• [Written exercise]
Reproduce the rows below word for word, but leave the picture out of your copy.

## start

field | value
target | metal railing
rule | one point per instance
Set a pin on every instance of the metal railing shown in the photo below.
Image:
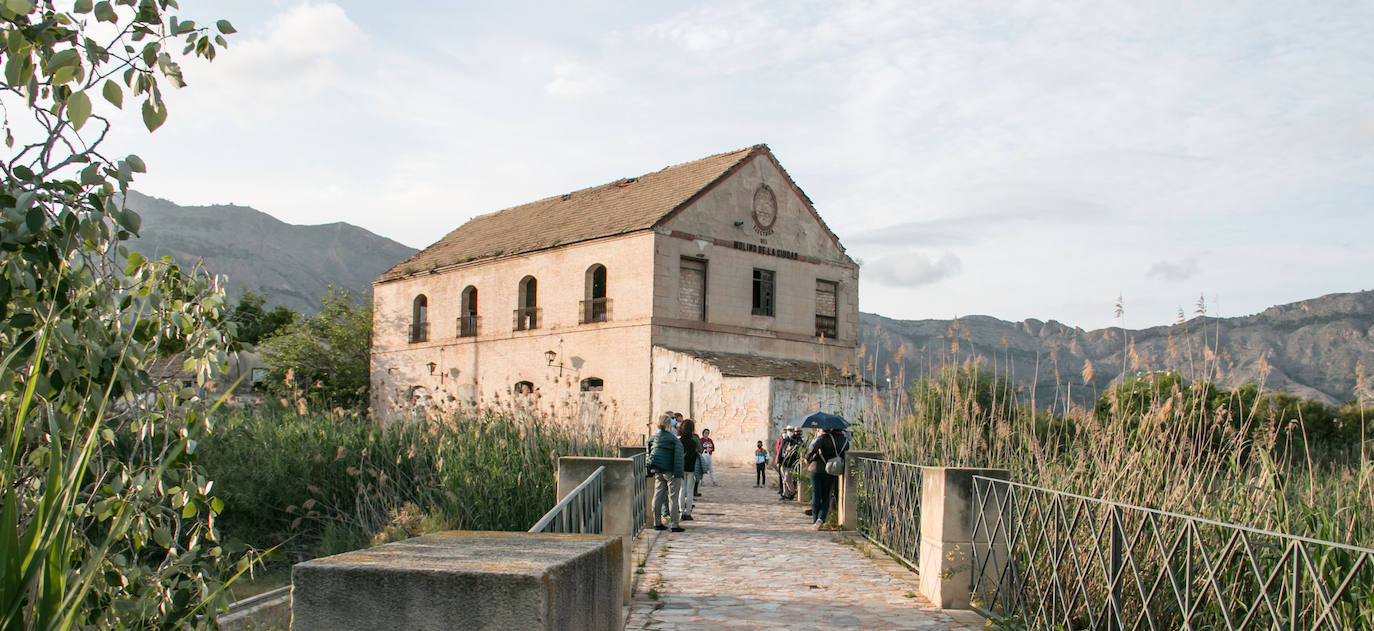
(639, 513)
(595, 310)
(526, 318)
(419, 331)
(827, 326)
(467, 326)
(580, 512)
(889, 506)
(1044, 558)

## end

• [Written reply]
field | value
target | metal railing
rule | one point per instance
Set a pin on every instance of the metal railing shown in the photo below.
Image:
(639, 513)
(595, 310)
(526, 318)
(419, 331)
(827, 326)
(467, 326)
(580, 512)
(889, 506)
(1044, 558)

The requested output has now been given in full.